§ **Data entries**
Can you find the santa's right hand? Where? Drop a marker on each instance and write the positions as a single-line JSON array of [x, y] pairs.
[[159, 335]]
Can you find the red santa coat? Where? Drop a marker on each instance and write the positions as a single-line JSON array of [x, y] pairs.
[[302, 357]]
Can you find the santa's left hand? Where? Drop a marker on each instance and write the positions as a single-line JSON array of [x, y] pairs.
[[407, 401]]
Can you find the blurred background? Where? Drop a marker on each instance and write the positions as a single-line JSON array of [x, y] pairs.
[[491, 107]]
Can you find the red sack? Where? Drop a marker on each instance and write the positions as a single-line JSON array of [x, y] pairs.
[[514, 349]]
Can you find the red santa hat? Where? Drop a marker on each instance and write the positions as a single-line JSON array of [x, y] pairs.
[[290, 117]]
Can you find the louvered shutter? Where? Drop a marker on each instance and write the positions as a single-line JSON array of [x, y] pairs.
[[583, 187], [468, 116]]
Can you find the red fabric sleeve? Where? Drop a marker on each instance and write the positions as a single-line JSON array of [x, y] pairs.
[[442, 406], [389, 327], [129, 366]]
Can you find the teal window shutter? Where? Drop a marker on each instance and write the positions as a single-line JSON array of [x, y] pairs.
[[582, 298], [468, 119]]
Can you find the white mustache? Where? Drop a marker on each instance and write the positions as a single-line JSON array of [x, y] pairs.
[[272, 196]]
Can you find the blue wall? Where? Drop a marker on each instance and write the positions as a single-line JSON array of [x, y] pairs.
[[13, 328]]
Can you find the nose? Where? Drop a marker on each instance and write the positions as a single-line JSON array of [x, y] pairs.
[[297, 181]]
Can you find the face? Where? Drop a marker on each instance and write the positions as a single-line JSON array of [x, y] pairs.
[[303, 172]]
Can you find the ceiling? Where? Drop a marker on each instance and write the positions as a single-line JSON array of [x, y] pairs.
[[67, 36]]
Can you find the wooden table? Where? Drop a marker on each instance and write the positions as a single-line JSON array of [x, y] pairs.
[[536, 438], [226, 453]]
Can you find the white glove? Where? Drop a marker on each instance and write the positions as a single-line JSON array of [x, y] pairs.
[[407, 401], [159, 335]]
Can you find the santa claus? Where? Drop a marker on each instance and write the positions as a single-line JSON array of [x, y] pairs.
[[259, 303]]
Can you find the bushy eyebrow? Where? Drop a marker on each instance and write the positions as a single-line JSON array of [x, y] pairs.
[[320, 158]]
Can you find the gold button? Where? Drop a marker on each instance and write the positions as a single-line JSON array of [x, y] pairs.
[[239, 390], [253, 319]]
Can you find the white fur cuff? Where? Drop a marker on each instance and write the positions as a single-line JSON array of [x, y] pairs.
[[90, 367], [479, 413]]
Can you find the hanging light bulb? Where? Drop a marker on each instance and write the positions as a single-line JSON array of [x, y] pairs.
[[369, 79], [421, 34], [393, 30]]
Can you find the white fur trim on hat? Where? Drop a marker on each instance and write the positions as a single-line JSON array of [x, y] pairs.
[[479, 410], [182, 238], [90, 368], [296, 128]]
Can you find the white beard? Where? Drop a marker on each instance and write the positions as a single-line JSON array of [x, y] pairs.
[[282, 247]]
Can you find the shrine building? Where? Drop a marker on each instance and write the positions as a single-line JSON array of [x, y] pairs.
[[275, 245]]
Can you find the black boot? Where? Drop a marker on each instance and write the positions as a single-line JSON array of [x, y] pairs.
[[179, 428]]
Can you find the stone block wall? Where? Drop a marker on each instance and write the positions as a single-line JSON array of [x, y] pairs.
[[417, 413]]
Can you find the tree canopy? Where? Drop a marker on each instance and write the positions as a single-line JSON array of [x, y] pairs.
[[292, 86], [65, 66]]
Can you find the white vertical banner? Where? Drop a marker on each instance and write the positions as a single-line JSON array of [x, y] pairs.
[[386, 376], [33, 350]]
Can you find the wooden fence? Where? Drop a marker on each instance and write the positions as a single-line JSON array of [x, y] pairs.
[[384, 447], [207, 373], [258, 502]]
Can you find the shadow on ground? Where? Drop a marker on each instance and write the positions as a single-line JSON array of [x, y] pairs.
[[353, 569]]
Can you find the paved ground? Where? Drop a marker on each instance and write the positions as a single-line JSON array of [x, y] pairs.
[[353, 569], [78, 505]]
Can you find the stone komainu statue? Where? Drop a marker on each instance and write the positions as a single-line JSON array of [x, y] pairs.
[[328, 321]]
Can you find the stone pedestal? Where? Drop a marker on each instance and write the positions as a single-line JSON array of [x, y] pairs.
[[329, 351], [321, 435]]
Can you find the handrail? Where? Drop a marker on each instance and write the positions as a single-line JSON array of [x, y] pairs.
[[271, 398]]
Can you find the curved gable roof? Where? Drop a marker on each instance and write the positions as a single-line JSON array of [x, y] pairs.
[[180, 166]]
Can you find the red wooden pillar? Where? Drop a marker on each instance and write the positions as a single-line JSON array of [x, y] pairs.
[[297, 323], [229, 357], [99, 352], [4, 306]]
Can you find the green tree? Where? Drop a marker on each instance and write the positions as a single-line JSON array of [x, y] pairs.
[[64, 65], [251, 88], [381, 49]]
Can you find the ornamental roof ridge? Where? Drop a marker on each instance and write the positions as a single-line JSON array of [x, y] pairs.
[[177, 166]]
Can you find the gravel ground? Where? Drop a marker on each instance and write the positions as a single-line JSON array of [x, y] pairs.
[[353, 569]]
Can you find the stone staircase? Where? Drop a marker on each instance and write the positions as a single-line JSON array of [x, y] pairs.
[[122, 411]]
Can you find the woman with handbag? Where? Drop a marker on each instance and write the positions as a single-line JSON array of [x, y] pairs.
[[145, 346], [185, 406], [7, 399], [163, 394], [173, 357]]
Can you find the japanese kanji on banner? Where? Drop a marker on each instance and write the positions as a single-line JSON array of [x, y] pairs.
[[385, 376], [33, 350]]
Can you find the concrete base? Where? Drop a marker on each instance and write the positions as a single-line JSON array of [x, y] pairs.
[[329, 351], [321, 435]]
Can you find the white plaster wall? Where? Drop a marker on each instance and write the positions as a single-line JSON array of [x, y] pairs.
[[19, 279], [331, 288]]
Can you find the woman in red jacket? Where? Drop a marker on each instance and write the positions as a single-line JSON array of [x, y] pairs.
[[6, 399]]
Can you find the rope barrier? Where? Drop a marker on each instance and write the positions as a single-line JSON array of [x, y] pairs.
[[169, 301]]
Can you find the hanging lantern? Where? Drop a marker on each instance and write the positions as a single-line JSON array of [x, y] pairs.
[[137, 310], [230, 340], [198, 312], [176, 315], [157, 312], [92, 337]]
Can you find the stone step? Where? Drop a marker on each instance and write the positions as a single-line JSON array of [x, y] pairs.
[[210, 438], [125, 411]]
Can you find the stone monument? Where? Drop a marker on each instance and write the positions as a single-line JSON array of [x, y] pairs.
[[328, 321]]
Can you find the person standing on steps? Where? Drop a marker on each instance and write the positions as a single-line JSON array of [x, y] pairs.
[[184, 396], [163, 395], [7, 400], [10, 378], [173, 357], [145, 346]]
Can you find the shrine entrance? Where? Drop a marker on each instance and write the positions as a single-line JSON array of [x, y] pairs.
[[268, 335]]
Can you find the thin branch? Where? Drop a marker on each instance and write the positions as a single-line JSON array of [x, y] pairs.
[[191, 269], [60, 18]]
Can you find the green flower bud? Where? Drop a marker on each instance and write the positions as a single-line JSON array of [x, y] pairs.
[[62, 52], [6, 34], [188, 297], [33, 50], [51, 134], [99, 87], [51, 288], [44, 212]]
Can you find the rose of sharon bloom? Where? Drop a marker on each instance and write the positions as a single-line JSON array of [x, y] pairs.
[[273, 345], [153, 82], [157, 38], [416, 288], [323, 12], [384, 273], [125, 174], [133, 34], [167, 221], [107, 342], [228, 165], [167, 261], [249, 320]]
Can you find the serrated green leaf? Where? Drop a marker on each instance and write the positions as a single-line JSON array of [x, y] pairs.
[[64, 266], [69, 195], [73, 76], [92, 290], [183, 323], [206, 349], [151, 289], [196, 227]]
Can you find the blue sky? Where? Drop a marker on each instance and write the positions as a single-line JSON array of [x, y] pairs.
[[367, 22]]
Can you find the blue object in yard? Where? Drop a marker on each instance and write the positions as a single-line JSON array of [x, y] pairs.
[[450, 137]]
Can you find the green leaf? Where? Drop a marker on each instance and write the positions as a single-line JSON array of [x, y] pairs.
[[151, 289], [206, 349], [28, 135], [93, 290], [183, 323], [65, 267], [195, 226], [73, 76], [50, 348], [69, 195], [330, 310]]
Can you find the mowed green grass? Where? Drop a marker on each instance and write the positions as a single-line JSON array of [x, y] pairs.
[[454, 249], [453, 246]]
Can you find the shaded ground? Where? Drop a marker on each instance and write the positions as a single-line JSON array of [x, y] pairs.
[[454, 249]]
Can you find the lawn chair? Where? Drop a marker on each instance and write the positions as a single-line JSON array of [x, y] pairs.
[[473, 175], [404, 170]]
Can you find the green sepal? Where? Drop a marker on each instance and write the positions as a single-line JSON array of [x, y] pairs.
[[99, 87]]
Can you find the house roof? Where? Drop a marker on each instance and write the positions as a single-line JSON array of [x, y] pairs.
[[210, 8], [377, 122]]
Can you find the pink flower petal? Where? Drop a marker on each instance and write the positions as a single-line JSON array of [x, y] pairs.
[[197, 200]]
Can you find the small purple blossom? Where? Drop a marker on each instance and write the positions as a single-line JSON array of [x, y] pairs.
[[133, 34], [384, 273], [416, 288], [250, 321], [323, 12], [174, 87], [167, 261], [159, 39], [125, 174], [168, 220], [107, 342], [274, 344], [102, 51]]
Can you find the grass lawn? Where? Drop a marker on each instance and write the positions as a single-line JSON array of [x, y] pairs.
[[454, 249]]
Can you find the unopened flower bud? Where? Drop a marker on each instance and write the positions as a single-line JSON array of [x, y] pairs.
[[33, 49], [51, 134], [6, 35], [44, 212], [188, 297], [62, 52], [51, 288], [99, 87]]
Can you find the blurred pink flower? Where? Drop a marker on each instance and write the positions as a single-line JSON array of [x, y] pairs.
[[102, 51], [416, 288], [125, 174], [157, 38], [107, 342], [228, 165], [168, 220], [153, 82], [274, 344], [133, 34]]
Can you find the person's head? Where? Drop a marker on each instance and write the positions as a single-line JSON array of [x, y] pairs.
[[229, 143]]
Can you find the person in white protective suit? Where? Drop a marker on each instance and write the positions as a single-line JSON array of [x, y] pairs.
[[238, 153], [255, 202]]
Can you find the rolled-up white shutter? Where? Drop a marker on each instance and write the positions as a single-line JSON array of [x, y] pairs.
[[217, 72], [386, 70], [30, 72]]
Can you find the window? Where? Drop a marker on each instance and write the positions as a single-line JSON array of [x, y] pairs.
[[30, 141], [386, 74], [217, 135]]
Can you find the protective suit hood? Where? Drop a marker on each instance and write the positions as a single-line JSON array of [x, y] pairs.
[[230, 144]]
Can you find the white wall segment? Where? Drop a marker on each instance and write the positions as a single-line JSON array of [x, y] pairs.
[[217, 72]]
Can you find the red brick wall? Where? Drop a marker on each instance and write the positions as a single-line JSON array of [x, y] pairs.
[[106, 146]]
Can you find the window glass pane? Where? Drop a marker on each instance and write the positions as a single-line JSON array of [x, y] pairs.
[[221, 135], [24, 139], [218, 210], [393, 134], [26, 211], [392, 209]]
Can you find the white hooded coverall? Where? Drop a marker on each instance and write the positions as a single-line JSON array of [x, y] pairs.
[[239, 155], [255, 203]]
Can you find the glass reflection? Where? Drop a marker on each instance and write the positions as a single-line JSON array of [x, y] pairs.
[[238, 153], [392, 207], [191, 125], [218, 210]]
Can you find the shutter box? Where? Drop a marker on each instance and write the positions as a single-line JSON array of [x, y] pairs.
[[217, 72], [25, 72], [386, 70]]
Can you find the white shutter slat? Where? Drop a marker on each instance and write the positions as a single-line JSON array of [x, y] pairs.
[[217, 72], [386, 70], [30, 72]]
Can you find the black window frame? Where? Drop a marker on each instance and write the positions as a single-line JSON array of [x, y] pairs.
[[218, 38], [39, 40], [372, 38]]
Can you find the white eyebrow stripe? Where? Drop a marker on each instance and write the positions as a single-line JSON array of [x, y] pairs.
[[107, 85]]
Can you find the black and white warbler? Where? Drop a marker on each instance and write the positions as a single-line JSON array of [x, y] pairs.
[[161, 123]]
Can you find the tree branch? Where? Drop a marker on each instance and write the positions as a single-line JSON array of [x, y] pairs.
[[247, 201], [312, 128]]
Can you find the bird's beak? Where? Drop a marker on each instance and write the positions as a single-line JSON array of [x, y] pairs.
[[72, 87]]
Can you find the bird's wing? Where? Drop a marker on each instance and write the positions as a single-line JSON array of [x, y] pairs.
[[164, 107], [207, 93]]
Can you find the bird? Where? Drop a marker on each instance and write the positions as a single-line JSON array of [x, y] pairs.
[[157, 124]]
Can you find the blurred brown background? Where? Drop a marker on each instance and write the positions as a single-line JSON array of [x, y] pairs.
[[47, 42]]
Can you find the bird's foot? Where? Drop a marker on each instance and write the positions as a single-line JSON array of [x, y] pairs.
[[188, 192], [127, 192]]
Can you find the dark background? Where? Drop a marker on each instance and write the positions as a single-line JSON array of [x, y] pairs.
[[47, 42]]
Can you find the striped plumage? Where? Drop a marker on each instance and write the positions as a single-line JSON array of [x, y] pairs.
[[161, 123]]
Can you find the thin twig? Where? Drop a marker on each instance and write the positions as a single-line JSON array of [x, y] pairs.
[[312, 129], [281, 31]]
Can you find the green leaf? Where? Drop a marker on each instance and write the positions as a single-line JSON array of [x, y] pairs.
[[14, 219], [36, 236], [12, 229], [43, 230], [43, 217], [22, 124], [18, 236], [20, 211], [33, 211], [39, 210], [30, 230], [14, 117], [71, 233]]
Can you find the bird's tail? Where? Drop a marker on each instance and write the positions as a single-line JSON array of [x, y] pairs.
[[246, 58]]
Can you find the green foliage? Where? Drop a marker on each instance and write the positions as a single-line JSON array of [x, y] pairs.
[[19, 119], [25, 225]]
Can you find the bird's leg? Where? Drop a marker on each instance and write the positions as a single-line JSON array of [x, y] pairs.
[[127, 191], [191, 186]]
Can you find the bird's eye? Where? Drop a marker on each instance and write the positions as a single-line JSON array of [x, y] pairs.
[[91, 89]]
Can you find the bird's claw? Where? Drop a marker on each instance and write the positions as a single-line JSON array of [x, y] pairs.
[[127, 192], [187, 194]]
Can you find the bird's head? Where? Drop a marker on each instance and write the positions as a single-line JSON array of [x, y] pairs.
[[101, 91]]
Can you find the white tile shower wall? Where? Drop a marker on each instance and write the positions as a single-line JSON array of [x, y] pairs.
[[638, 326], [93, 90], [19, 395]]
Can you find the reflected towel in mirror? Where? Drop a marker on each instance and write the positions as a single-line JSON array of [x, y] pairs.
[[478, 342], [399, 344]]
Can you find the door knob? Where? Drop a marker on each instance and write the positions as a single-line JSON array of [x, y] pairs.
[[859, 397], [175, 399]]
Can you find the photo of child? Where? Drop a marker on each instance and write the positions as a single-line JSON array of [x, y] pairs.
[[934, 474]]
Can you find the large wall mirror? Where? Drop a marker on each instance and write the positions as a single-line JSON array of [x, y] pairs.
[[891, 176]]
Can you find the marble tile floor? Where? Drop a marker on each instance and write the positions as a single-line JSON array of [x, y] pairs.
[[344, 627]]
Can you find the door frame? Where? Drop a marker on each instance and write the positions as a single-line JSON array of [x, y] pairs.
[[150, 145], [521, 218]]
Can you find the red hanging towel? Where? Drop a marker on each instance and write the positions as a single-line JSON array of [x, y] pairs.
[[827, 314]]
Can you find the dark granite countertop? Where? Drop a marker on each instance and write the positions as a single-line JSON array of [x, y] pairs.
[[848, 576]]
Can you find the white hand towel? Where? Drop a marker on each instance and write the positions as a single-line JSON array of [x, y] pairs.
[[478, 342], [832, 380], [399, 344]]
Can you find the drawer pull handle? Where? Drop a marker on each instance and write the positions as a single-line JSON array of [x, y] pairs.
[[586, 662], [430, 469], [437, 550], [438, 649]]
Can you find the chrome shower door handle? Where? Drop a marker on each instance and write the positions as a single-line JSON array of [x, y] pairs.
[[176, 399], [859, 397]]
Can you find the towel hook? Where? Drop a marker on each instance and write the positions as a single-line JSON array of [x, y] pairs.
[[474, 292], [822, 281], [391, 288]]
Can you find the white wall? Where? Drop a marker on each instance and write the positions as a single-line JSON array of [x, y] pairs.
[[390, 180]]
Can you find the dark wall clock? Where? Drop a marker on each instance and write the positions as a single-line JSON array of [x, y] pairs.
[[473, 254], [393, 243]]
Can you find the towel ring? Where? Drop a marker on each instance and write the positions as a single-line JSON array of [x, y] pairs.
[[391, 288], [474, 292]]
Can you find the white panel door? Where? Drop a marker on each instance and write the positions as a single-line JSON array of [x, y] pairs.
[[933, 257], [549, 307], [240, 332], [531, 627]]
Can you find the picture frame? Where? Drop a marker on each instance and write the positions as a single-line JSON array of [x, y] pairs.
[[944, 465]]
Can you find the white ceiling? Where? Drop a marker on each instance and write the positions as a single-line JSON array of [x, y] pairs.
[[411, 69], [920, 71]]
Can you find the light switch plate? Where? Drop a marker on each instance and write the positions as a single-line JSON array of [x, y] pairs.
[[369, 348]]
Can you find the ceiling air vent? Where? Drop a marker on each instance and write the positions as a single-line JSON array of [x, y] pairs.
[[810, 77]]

§ **Set problem**
Please format the material as a Markdown table with the columns Row and Line, covering only the lines from the one containing "Can you find the towel hook?" through the one containing "[[944, 465]]", both included. Number each line in Row and skip any blank lines.

§ **Answer for this exercise**
| Row | Line |
|---|---|
| 1 | Can you find the towel hook? Where? Drop a marker on each instance and write the positions as a single-line JSON array of [x, y] pairs. |
| 2 | [[474, 292], [822, 281], [391, 288]] |
| 3 | Can you find the white wall? Where? Drop a marker on each instance and write the positions as a single-line JSON array of [x, y] pairs. |
| 4 | [[390, 180]] |
| 5 | Can you find the dark wall clock? Where? Drop a marker on each instance and write the positions as a single-line JSON array of [x, y] pairs. |
| 6 | [[473, 254], [393, 243]] |
| 7 | Can you find the towel ring? Where? Drop a marker on each instance and write the positions as a single-line JSON array of [x, y] pairs. |
| 8 | [[391, 288], [474, 292]] |
| 9 | Can you find the white panel door? Where? Drop a marker on each instance and write the positions as a single-line JSON array of [x, y] pairs. |
| 10 | [[933, 257], [549, 307], [240, 332], [531, 627]] |
| 11 | Can you find the picture frame? Where? Drop a marker on each instance and write the positions as a single-line JSON array of [x, y] pairs. |
| 12 | [[944, 465]] |